═════ Listed records ═════
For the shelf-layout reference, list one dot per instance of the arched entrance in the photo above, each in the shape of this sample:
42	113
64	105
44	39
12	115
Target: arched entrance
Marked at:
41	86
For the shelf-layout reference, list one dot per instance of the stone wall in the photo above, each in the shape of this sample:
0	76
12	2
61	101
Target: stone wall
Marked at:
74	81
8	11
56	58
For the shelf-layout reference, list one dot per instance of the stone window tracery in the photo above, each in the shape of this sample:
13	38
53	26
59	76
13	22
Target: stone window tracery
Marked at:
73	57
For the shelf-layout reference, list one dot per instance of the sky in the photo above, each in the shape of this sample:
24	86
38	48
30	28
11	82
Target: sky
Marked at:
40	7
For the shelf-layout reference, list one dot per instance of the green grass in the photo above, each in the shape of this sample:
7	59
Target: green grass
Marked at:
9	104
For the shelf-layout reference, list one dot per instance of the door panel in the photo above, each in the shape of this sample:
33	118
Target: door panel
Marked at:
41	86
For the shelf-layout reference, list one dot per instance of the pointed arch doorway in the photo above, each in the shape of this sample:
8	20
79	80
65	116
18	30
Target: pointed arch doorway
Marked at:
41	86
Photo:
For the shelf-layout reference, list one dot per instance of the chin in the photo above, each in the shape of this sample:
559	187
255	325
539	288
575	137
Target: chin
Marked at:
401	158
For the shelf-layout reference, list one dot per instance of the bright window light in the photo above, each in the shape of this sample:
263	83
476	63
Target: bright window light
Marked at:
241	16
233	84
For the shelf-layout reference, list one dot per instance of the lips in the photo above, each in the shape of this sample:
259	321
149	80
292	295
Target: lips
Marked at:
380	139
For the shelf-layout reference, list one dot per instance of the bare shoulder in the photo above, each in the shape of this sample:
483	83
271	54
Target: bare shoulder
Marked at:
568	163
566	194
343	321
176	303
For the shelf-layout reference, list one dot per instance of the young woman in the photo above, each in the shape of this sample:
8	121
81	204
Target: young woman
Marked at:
═════
** Set task **
Lay out every line of the entries above as a Markdown table with two columns, Row and Line. Number the rows in order and skip blank lines.

** Task answer **
| Row | Line |
|---|---|
| 1 | For the shelf-layout reference, list one dot per instance of the arched entrance in the photo above, each in the shape of this sample: |
| 2 | 42	113 |
| 3 | 64	105 |
| 4 | 44	39 |
| 5 | 12	115 |
| 6 | Target: arched entrance |
| 7 | Marked at: |
| 8 | 41	86 |
| 9 | For the shelf-layout reference, list one dot per instance of the stone wall in the photo above, each in the shape of this sample: |
| 10 | 0	76 |
| 11 | 12	2 |
| 12 | 61	101 |
| 13 | Target: stone wall |
| 14 | Marked at: |
| 15 | 74	81 |
| 16 | 8	11 |
| 17 | 56	58 |
| 18 | For the shelf-layout reference, list one dot per instance of the stone window tracery in the photo above, each in the shape of this sample: |
| 19 | 13	38 |
| 20 | 53	26 |
| 21 | 59	76 |
| 22 | 13	22 |
| 23 | Target: stone window tracery |
| 24 | Marked at: |
| 25 | 73	57 |
| 26 | For the shelf-layout reference, list one dot per instance of the sky in the photo above, each in the shape of this sample: |
| 27 | 24	86 |
| 28 | 38	48 |
| 29 | 30	28 |
| 30 | 11	82 |
| 31 | Target: sky |
| 32 | Marked at: |
| 33 | 40	7 |
| 34 | For the shelf-layout reference, list one dot per instance of the green grass in the photo above, each in the shape of this sample: |
| 35 | 7	59 |
| 36 | Target: green grass |
| 37 | Marked at: |
| 38 | 9	104 |
| 39 | For the shelf-layout reference, list one dot per instance of the door panel in the photo above, each in the shape of this sample: |
| 40 | 33	118 |
| 41 | Target: door panel |
| 42 | Marked at: |
| 43 | 41	86 |
| 44 | For the shelf-layout reference, list one dot per instance of the pointed arch doorway in the photo above, each in the shape of this sample: |
| 45 | 8	20 |
| 46 | 79	80 |
| 47 | 65	116 |
| 48 | 18	30 |
| 49 | Target: pointed arch doorway |
| 50 | Marked at: |
| 51 | 41	86 |
| 52 | Photo: |
| 53 | For the shelf-layout reference, list one dot per instance of the chin in the photo above, each in the shape of this sample: |
| 54 | 559	187 |
| 55 | 255	325 |
| 56 | 539	288 |
| 57 | 575	137 |
| 58 | Target: chin |
| 59 | Marked at: |
| 60 | 401	158 |
| 61 | For the shelf-layout reference, list one dot per instance of the bright window light in the photo above, each in the shape of this sample: |
| 62 | 263	83 |
| 63 | 476	63 |
| 64 | Target: bright window light |
| 65 | Marked at: |
| 66 | 241	16 |
| 67 | 233	84 |
| 68 | For the shelf-layout reference, list one dot per instance of the lips in the photo above, each in the shape of this sample: |
| 69 | 259	321 |
| 70 | 149	80 |
| 71 | 292	295 |
| 72 | Target: lips |
| 73 | Marked at: |
| 74 | 380	139 |
| 75 | For the shelf-layout reference, list one dot per instance of the bare shoulder in the photo above, each in the shape of this sample: |
| 76 | 483	83 |
| 77 | 271	54 |
| 78 | Target: bare shoulder |
| 79 | Marked at: |
| 80 | 568	163 |
| 81 | 566	194 |
| 82 | 343	321 |
| 83 | 176	303 |
| 84 | For the shelf-layout reference, list one dot per instance of the young woman in the photo above, each in the shape of this sample: |
| 85 | 8	121 |
| 86 | 81	204 |
| 87 | Target: young woman |
| 88 | Marked at: |